++++ Data supplied ++++

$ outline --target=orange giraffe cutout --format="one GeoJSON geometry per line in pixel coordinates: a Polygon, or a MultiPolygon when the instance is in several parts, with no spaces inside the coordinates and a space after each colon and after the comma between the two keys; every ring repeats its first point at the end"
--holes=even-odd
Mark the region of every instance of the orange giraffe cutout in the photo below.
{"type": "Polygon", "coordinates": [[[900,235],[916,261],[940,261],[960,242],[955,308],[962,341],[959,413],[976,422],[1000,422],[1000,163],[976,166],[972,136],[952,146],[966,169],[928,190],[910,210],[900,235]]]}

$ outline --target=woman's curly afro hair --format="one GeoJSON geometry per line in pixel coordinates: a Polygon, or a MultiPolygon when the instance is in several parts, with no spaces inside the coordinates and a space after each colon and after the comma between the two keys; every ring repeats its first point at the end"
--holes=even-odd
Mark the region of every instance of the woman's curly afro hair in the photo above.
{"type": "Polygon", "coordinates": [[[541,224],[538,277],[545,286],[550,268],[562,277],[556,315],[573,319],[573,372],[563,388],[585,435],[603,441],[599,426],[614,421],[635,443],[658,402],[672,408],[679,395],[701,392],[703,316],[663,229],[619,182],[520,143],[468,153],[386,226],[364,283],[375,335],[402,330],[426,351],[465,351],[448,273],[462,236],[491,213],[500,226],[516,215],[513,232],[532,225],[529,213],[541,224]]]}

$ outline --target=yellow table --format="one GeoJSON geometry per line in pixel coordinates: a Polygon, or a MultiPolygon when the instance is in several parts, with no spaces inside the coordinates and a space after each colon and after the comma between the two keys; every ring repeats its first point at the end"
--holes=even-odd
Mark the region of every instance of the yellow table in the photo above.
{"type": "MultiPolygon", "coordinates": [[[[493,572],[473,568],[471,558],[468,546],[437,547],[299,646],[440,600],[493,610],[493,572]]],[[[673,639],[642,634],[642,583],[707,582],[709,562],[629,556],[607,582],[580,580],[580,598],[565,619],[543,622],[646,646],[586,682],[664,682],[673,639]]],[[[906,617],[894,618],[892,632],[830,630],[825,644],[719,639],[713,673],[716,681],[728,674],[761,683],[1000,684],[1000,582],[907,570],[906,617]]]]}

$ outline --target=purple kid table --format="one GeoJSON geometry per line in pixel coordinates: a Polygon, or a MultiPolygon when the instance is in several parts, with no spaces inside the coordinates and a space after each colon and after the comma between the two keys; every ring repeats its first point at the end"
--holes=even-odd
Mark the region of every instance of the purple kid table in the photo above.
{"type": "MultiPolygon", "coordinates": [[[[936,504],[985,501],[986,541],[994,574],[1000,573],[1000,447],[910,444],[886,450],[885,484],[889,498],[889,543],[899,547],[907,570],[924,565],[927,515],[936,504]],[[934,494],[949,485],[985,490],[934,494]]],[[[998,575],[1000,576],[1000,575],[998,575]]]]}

++++

▶ _Exercise requirements_:
All records above need to be set down again exactly as written.

▶ _Your solution_:
$ outline --target=orange giraffe cutout --format="one GeoJSON geometry per line in pixel coordinates: a Polygon, or a MultiPolygon when the instance is in several parts, with no spaces inside the coordinates and a space after each colon and after the comma between the two keys; every ring repeats its first point at the end"
--holes=even-odd
Mark the region of every instance of the orange giraffe cutout in the photo below.
{"type": "Polygon", "coordinates": [[[900,235],[916,261],[940,261],[960,242],[955,308],[962,341],[959,413],[976,422],[1000,422],[1000,163],[976,166],[972,136],[952,146],[966,169],[928,190],[910,210],[900,235]]]}

$ outline --target=woman's curly afro hair --format="one GeoJSON geometry per line in pixel coordinates: a Polygon, or a MultiPolygon when the instance is in several parts, with no spaces inside the coordinates and a space after each colon and after the comma between the two keys; every ring repeats its first point at the end"
--holes=even-odd
Mark the region of every instance of the woman's curly afro hair in the photo above.
{"type": "Polygon", "coordinates": [[[541,224],[538,277],[545,286],[550,268],[562,277],[556,315],[573,319],[573,372],[563,388],[585,435],[603,441],[599,426],[614,421],[635,443],[658,402],[672,408],[679,395],[701,392],[703,316],[663,229],[619,182],[520,143],[468,153],[386,226],[364,283],[375,335],[402,330],[426,351],[465,351],[448,273],[462,236],[491,213],[500,226],[516,215],[513,232],[532,225],[529,213],[541,224]]]}

$ outline --target=yellow table --format="one GeoJSON geometry per line in pixel coordinates: a Polygon, or a MultiPolygon when the instance is in several parts, with no spaces inside the coordinates and a space after each colon and after the comma between the two keys; every ring repeats its first point at the end"
--holes=even-odd
Mark the region of every instance of the yellow table in the photo above.
{"type": "MultiPolygon", "coordinates": [[[[493,572],[473,568],[471,558],[468,546],[437,547],[299,646],[440,600],[493,610],[493,572]]],[[[673,639],[642,634],[642,583],[707,582],[709,562],[629,556],[607,582],[580,580],[580,598],[565,619],[543,622],[646,646],[586,682],[664,682],[673,639]]],[[[906,617],[894,618],[892,632],[830,630],[825,644],[719,639],[713,673],[716,681],[728,674],[761,683],[1000,684],[1000,582],[907,570],[906,617]]]]}

$ outline --target=purple kid table --format="one GeoJSON geometry per line in pixel coordinates: a Polygon, or a MultiPolygon when the instance is in several parts, with no spaces inside the coordinates and a space after each colon and after the comma between the two keys; every ring repeats its first point at the end"
--holes=even-odd
Mark the region of every instance of the purple kid table in the photo above.
{"type": "MultiPolygon", "coordinates": [[[[936,504],[985,501],[986,541],[994,574],[1000,573],[1000,447],[910,444],[886,450],[885,484],[889,498],[889,543],[899,547],[907,570],[924,565],[927,515],[936,504]],[[934,494],[949,485],[985,490],[934,494]]],[[[998,575],[1000,576],[1000,575],[998,575]]]]}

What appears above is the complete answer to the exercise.